◆ **DOCUMENT SEGMENT**
-------------------------

Six health-care workers at Netcare Kingsway hospital, south of Durban, have tested positive for Covid-19 after parts of the hospital were closed on Tuesday.

“So far, as of yesterday, we were told that six workers have been infected but remember we have tested so the results keep coming gradually,” said KwaZulu-Natal MEC for health Nomagugu Simelane-Zulu

The MEC was speaking to media at the Jika Joe informal settlement in Pietermaritzburg on Thursday where KZN premier Sihle Zikalala officially launched the province's home screening programme.

In a statement on Wednesday, the Netcare group announced that a patient at the hospital had tested positive for Covid-19 prompting them to close parts of the hospital, mainly the trauma unit and admissions, as a precautionary measure.

In the statement, Craig Murphy, KZN Netcare regional director, said the origin of the exposure had been traced to a patient who was admitted to hospital via the emergency department on April 4 with a suspected stroke.

He said the patient was risk assessed and screened for Covid-19 symptoms and exposure, even though he was asymptomatic and there were no travel risks associated with him or his family.

-------------------------

◆ **EXERCISE SET**
**A.** List every person named in the Netcare Kingsway report.
**B.** According to the Netcare Kingsway report, on what date was the patient traced as the origin of the exposure admitted to the hospital?

◆ **DATA EXTRACT**

-------------------------

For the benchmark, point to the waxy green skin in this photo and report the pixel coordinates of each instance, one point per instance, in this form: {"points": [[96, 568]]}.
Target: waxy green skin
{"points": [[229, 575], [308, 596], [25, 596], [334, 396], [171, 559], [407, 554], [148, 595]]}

-------------------------

◆ **TASK-BY-TASK SOLUTIONS**
**A.** Nomagugu Simelane-Zulu, Sihle Zikalala, Craig Murphy

**B.** April 4